— Begin —

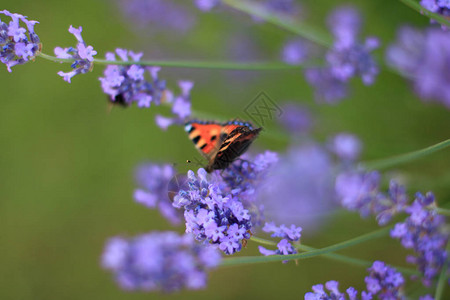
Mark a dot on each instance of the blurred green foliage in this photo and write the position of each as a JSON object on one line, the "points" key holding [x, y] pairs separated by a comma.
{"points": [[67, 163]]}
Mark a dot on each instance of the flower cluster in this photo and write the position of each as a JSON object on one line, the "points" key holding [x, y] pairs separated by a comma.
{"points": [[383, 281], [287, 235], [360, 191], [157, 15], [213, 216], [244, 177], [154, 181], [162, 261], [126, 84], [294, 51], [347, 58], [300, 191], [441, 7], [424, 232], [15, 46], [423, 56], [82, 55]]}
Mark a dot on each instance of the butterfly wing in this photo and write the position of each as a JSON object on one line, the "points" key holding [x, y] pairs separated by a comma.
{"points": [[206, 136], [236, 144]]}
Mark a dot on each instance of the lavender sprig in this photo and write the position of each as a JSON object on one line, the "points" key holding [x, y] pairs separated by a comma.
{"points": [[17, 44]]}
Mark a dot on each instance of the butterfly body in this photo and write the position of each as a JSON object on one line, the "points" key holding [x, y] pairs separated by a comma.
{"points": [[221, 143]]}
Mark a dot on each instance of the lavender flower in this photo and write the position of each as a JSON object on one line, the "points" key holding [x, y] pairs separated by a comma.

— End —

GIVEN REQUEST:
Copy every one of the entries above word for word, leaving out the pictures.

EXERCISE RESULT:
Mark a dot on each instance of the blurred green foliage in this photo and write the position of each as a JSON object on one line, the "points" key holding [x, y] pairs separated by a comma.
{"points": [[67, 163]]}
Mark a dot on each instance of the flower cluster in this photo and write the position of each as a JSON object on one line, the "points" key holding [x, y] pairs separated by a comma.
{"points": [[383, 281], [287, 235], [360, 191], [157, 15], [213, 216], [244, 177], [154, 181], [162, 261], [126, 84], [294, 51], [347, 58], [300, 191], [441, 7], [424, 232], [15, 46], [423, 56], [82, 55]]}
Mark a dot on each instance of the butterfly wing in this photo and write the position of each as a JSON object on one line, the "points" key holding [x, y] pairs separated by a comma.
{"points": [[206, 136], [236, 144]]}
Mark a dot on each instance of the lavender sprig in this photo and write the position of each as a JSON object on one line, the "points" key holding [x, y] pairs separated by a comma.
{"points": [[17, 44]]}
Mark a dot on each instance of the butterfly body in this photo and write the position of each as a JSON object on one line, the "points" key holding [x, y] pairs separated by a comma.
{"points": [[221, 143]]}
Mark a dot on each instance of the lavender flower in this photo and write the position of each as a JSON object on one line, the "points" key holding [x, y] pairs separated by a comma.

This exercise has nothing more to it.